#### Action item
Could you repeat every record exactly as it appears?

::: Input records

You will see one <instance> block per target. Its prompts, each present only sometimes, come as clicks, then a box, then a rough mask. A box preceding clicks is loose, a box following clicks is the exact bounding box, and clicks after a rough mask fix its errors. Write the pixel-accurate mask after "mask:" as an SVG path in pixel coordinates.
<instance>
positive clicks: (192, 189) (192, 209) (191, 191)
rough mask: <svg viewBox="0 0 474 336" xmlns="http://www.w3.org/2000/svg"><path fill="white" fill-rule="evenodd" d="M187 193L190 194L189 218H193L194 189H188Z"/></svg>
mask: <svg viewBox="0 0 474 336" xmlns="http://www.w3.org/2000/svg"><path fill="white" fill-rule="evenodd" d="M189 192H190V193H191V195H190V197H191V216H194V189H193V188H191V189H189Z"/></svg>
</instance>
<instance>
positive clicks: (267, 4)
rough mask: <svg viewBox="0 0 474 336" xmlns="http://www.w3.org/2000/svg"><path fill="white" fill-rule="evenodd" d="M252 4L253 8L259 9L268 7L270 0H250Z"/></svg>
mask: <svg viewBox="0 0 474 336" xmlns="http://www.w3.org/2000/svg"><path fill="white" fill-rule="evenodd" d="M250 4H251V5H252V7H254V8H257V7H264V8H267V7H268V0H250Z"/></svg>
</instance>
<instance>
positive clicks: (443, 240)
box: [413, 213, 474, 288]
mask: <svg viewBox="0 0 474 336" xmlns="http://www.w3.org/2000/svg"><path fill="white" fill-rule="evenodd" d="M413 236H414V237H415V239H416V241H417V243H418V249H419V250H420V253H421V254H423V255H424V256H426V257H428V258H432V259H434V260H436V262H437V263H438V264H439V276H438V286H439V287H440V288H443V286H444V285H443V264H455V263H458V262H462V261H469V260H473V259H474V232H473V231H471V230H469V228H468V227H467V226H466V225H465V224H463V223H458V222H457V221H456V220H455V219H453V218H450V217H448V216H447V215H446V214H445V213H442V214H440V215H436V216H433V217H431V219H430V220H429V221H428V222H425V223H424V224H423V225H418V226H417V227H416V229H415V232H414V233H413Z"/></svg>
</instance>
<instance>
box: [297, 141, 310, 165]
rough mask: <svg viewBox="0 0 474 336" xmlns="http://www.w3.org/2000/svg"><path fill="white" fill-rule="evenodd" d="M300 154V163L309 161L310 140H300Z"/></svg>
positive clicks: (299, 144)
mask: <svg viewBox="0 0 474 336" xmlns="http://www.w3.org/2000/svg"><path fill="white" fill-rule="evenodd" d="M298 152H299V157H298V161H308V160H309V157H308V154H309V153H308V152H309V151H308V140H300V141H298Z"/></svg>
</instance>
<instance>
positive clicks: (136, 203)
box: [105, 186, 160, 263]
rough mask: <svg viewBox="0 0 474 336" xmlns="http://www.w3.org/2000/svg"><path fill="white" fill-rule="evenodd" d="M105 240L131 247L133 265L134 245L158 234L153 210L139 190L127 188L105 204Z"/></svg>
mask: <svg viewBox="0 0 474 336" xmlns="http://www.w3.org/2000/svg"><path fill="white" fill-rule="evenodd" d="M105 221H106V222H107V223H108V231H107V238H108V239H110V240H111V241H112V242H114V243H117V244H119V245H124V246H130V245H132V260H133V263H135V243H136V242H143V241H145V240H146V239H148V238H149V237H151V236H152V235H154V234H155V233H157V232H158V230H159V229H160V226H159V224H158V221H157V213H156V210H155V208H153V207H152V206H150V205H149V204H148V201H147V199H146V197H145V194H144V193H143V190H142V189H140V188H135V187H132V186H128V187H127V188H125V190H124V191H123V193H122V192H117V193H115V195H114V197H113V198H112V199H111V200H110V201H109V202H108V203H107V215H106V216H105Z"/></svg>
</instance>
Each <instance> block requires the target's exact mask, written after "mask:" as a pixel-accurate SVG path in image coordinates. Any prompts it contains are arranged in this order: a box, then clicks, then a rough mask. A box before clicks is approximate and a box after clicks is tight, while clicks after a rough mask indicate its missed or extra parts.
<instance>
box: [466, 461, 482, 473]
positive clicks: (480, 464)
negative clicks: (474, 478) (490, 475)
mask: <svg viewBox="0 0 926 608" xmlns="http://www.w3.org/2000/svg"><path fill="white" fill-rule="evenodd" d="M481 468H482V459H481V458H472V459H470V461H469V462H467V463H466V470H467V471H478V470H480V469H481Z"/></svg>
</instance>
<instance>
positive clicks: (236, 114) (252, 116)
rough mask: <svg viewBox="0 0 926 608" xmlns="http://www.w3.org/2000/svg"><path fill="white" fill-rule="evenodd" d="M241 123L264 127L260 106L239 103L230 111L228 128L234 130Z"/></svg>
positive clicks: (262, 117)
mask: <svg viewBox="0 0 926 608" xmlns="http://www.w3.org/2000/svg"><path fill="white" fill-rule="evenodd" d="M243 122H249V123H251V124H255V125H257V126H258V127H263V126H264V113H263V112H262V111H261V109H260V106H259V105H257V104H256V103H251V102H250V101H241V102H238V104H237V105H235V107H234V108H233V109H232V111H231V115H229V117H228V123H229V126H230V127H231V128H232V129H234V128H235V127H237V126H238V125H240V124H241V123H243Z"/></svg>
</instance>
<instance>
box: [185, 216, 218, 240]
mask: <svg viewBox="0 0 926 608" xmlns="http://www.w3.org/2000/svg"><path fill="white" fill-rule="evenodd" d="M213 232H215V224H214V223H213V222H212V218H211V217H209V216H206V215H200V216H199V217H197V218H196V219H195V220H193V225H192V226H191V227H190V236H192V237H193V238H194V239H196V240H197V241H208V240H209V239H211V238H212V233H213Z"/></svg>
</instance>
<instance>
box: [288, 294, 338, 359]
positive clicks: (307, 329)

::::::

#### Task solution
You will see one <instance> block per target. Its prompts, each present only sometimes, come as clicks, then a box, then a rough mask. A box preceding clicks is loose, a box following clicks is the exact bounding box, and clicks after a rough mask fix its errors. Write the pixel-accurate mask after "mask:" as an SVG path in pixel coordinates.
<instance>
positive clicks: (192, 189) (192, 209) (191, 191)
rough mask: <svg viewBox="0 0 474 336" xmlns="http://www.w3.org/2000/svg"><path fill="white" fill-rule="evenodd" d="M187 193L190 194L189 218H193L194 189H188Z"/></svg>
mask: <svg viewBox="0 0 474 336" xmlns="http://www.w3.org/2000/svg"><path fill="white" fill-rule="evenodd" d="M189 192H190V193H191V195H190V197H191V216H194V189H193V188H191V189H189Z"/></svg>
</instance>
<instance>
positive clicks: (267, 4)
rough mask: <svg viewBox="0 0 474 336" xmlns="http://www.w3.org/2000/svg"><path fill="white" fill-rule="evenodd" d="M252 4L253 8L259 9L268 7L270 0H250Z"/></svg>
mask: <svg viewBox="0 0 474 336" xmlns="http://www.w3.org/2000/svg"><path fill="white" fill-rule="evenodd" d="M250 4H251V5H252V7H254V8H257V7H264V8H267V7H268V0H250Z"/></svg>
</instance>
<instance>
positive clicks: (443, 240)
box: [413, 213, 474, 288]
mask: <svg viewBox="0 0 474 336" xmlns="http://www.w3.org/2000/svg"><path fill="white" fill-rule="evenodd" d="M413 236H414V237H415V239H416V241H417V243H418V249H419V250H420V253H421V254H423V255H424V256H426V257H428V258H432V259H434V260H436V262H437V263H438V264H439V276H438V286H439V287H440V288H443V286H444V285H443V264H455V263H458V262H462V261H469V260H473V259H474V232H473V231H471V230H469V228H468V227H467V226H466V225H465V224H463V223H458V222H457V221H456V220H455V219H453V218H450V217H448V216H447V215H446V214H445V213H442V214H440V215H436V216H433V217H431V219H430V220H429V221H428V222H425V223H424V224H423V225H418V226H417V227H416V229H415V232H414V233H413Z"/></svg>
</instance>
<instance>
box: [297, 141, 310, 165]
rough mask: <svg viewBox="0 0 474 336" xmlns="http://www.w3.org/2000/svg"><path fill="white" fill-rule="evenodd" d="M300 154V163L309 161L310 140H300Z"/></svg>
positive clicks: (299, 144)
mask: <svg viewBox="0 0 474 336" xmlns="http://www.w3.org/2000/svg"><path fill="white" fill-rule="evenodd" d="M298 152H299V157H298V161H308V160H309V157H308V154H309V153H308V152H309V151H308V140H300V141H298Z"/></svg>
</instance>
<instance>
positive clicks: (136, 203)
box: [105, 186, 160, 263]
rough mask: <svg viewBox="0 0 474 336" xmlns="http://www.w3.org/2000/svg"><path fill="white" fill-rule="evenodd" d="M105 240L131 247L133 265L134 245L158 234L153 210L139 190L127 188L105 204Z"/></svg>
mask: <svg viewBox="0 0 474 336" xmlns="http://www.w3.org/2000/svg"><path fill="white" fill-rule="evenodd" d="M105 221H106V222H107V223H108V231H107V238H108V239H110V240H111V241H112V242H114V243H117V244H119V245H124V246H130V245H132V260H133V263H135V243H136V242H143V241H145V240H146V239H148V238H149V237H151V236H152V235H154V234H155V233H157V232H158V230H159V229H160V226H159V224H158V221H157V213H156V210H155V208H153V207H152V206H150V205H149V204H148V201H147V199H146V197H145V194H144V193H143V190H142V189H140V188H135V187H132V186H128V187H127V188H125V190H124V191H123V193H122V192H117V193H115V195H114V197H113V198H112V199H111V200H110V201H109V202H108V203H107V215H106V216H105Z"/></svg>
</instance>
Each <instance> block requires the target's exact mask, written after "mask:" as a pixel-accurate SVG path in image coordinates. Any prompts it contains are arranged in this order: a box, then clicks, then a rough mask. A box before clicks is approximate and a box after clicks is tight, while clicks after a rough mask indicate its missed or extra parts.
<instance>
box: [466, 461, 482, 473]
positive clicks: (480, 464)
negative clicks: (474, 478) (490, 475)
mask: <svg viewBox="0 0 926 608" xmlns="http://www.w3.org/2000/svg"><path fill="white" fill-rule="evenodd" d="M481 468H482V459H481V458H472V459H470V461H469V462H467V463H466V470H467V471H478V470H480V469H481Z"/></svg>
</instance>
<instance>
positive clicks: (236, 114) (252, 116)
rough mask: <svg viewBox="0 0 926 608" xmlns="http://www.w3.org/2000/svg"><path fill="white" fill-rule="evenodd" d="M241 123L264 127L260 106L239 103L230 111L228 128L234 130Z"/></svg>
positive clicks: (262, 117)
mask: <svg viewBox="0 0 926 608" xmlns="http://www.w3.org/2000/svg"><path fill="white" fill-rule="evenodd" d="M243 122H249V123H251V124H255V125H257V126H258V127H263V126H264V113H263V112H262V111H261V109H260V106H259V105H257V104H256V103H251V102H250V101H241V102H238V104H237V105H235V107H234V108H233V109H232V111H231V115H229V117H228V123H229V126H230V127H231V128H232V129H234V128H235V127H237V126H238V125H240V124H241V123H243Z"/></svg>
</instance>
<instance>
box: [185, 216, 218, 240]
mask: <svg viewBox="0 0 926 608" xmlns="http://www.w3.org/2000/svg"><path fill="white" fill-rule="evenodd" d="M213 232H215V224H214V223H213V222H212V218H211V217H209V216H206V215H200V216H199V217H197V218H196V219H195V220H193V225H192V226H191V227H190V236H192V237H193V238H194V239H196V240H197V241H208V240H209V239H211V238H212V233H213Z"/></svg>
</instance>
<instance>
box: [288, 294, 338, 359]
positive clicks: (307, 329)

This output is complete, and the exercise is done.